Michael received his primary and secondary education from Lockers Park Boarding School in Hertfordshire and Woodside Park International School, London. He obtained his Bachelor's Degree in Politics and History from Brunel University London in 2002 and went on to pursue in a Master's Degree in Economic Development at University College London (UCL), graduating in 2007. Michael also received Executive Education at Lagos Business School, Pan Atlantic University, and Harvard Business School in 2016 and 2017 respectively.

Career 
While working as a business analyst at the Royal Bank of Scotland Michael began actively planning to return to Nigeria in 2007. That year, he attended multiple careers fairs in London where African business were exhibiting and received a number of job offers from leading Nigerian financial services institutions including Diamond Bank, and Access Bank. Michael accepted an offer from Futureview Capital, a leading Investment Bank firm, and relocated to Lagos to complete his mandatory National Youth Service prior to his full engagement with the Bank. At Futureview Capital Michael worked as a core member of the Research & Strategy team, providing timely financial market research reports as well as working directly with the MD on strategies to effectively guide the firm through the Global Financial Crisis of 2008.

In 2009, Michael Ugwu started Sun Valley Farms in Sangotedo, Lagos, as a side project. By 2011, the business had grown to a 100,000-capacity fish farm and Michael became a dry/smoked fish supplier to early supermarkets such as Ebeano. It was also around this time Michael began to feel pressure from his family to get involved in Nigerian politics, prompting him to run for a seat representing Enugu at the National Assembly. Despite losing the election, Michael developed a powerful grassroots network in his Udi, Enugu constituency that would eventually form a large part of his youth activism and empowerment projects in Enugu State.

********

*Goal:*
Answer these questions from the profile of Michael Ugwu:
(a) At which university did Michael earn his Master's Degree in Economic Development?
(b) Whose job offer did Michael accept before relocating to Lagos?
(c) Where did Michael start Sun Valley Farms in 2009?
The entries after this text come from a separate source.

[Labeled-object pointing entries]
********

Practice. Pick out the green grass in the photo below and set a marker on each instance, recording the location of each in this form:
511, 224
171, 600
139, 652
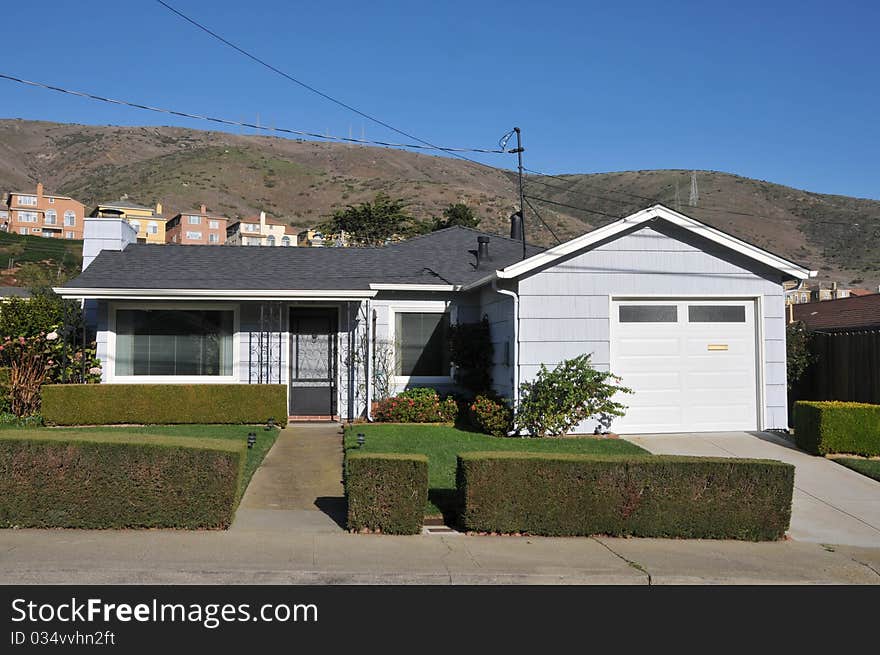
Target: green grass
442, 444
265, 438
869, 467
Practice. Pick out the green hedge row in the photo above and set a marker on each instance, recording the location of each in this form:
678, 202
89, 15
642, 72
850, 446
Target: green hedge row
106, 404
645, 496
386, 492
56, 480
828, 427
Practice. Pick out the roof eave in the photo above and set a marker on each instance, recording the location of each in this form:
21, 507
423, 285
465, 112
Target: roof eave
109, 293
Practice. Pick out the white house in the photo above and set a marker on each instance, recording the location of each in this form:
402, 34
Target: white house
691, 318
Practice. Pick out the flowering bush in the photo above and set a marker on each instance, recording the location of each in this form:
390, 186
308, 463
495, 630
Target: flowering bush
556, 401
33, 361
419, 405
491, 415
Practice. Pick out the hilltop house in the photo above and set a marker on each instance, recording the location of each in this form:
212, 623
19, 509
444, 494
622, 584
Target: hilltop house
691, 318
43, 214
260, 231
148, 222
196, 228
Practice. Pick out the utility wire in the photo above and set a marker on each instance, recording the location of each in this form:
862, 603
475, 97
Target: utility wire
543, 222
308, 87
226, 121
583, 209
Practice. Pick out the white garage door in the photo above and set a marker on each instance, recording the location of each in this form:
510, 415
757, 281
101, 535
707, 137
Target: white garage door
692, 364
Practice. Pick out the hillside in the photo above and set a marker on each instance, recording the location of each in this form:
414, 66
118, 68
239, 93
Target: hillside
300, 182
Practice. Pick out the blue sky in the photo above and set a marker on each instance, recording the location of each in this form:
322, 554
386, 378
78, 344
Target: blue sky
777, 90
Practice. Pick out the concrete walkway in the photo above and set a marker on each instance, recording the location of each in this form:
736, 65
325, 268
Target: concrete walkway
298, 487
270, 556
832, 504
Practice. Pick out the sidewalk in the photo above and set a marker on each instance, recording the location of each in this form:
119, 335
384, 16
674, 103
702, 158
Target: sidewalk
273, 556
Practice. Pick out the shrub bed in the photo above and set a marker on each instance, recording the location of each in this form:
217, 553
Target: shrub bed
644, 496
419, 405
386, 492
107, 404
826, 427
118, 481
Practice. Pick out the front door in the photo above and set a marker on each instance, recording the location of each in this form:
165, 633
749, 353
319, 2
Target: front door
313, 362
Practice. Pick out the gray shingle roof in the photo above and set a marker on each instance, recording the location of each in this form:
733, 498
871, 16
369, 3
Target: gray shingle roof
444, 257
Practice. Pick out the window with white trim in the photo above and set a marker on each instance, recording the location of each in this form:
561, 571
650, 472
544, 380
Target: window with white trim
151, 342
421, 344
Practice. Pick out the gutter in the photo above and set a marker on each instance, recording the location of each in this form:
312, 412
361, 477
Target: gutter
516, 367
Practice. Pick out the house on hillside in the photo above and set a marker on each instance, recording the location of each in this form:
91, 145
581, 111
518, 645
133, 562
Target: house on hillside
148, 222
42, 214
853, 313
692, 318
260, 230
196, 228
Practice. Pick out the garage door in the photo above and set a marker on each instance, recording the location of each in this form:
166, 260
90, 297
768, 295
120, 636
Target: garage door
692, 364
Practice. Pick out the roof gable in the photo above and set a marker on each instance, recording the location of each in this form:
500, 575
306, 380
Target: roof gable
656, 212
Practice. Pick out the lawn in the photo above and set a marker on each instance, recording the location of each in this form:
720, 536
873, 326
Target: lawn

********

*Completed exercise:*
(a) University College London (UCL)
(b) Futureview Capital
(c) Sangotedo, Lagos